*TO BE DONE:*
Pull out every line of the listing below that contains the word "dirt", treating uppercase and lowercase as different.

*SUPPLIED DATA:*
§ §

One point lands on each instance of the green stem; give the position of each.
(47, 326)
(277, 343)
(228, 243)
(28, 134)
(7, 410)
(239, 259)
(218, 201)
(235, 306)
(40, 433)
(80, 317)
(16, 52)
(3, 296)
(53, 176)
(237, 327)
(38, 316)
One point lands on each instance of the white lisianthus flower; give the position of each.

§ §

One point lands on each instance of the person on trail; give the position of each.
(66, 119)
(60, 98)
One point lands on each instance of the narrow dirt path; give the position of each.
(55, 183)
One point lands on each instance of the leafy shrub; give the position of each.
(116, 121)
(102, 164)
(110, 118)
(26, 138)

§ §

*TASK RESULT:*
One point lands on each instance of the narrow dirt path; give the position of each.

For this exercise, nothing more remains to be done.